Request: Can you rewrite the records below so that every "keypoint" becomes "marker", with everything else left as it is?

++++ Data records ++++

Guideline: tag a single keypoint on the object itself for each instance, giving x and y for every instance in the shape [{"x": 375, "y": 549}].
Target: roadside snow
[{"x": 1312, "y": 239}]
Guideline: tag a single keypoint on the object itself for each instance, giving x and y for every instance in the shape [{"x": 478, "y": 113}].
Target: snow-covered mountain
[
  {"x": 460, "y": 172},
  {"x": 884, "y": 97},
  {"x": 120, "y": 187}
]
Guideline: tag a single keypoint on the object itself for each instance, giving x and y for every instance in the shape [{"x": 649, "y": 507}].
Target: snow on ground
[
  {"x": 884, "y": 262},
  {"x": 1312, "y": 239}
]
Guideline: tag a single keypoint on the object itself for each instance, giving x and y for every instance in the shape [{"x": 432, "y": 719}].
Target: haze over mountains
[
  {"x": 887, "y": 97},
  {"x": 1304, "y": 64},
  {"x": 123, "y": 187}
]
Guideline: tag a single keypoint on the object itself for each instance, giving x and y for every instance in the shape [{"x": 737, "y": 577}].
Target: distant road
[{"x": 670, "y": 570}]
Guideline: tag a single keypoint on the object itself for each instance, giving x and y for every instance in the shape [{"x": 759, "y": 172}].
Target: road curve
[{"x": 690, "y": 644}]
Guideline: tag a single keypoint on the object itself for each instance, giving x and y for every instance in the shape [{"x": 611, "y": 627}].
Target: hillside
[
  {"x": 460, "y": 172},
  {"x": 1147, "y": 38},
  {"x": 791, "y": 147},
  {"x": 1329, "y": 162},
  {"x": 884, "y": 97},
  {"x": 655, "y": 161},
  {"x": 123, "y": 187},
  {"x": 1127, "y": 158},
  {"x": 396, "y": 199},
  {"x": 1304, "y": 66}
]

++++

Written response:
Guideline: tag a single marker on the object itself for each instance, giving x and y for every instance in the shape [{"x": 375, "y": 549}].
Target: roadside snow
[{"x": 1312, "y": 239}]
Guideline: tag a single marker on the object itself for each instance, giving x and y for every instance in the shape [{"x": 478, "y": 113}].
Target: snow-covered mountain
[
  {"x": 460, "y": 172},
  {"x": 884, "y": 97},
  {"x": 120, "y": 187}
]
Guideline: tag a single marker on the object itself for each instance, giving x and y for every instance in the shape [{"x": 649, "y": 507}].
Target: snow on ground
[
  {"x": 884, "y": 262},
  {"x": 1312, "y": 239}
]
Guideline: tag a single marker on the object itself for each instance, giving x and y for every instance in the shape [{"x": 432, "y": 719}].
Target: haze over mountains
[
  {"x": 887, "y": 97},
  {"x": 1304, "y": 64},
  {"x": 123, "y": 187}
]
Guideline: tag a single marker on the object itself for each instance, giving x and y for every instance in the shape [{"x": 737, "y": 577}].
Target: distant road
[{"x": 670, "y": 570}]
Guideline: tag a single marker on the object itself for each instance, giving x and y for every instance in the shape [{"x": 759, "y": 172}].
Target: road curve
[{"x": 690, "y": 644}]
Guideline: tag a single marker on the object itself for each instance, giving x and y for every instance in the shape [{"x": 611, "y": 627}].
Target: hillside
[
  {"x": 460, "y": 172},
  {"x": 1147, "y": 38},
  {"x": 791, "y": 147},
  {"x": 1329, "y": 162},
  {"x": 884, "y": 97},
  {"x": 655, "y": 161},
  {"x": 123, "y": 187},
  {"x": 1127, "y": 158},
  {"x": 396, "y": 199},
  {"x": 1304, "y": 66}
]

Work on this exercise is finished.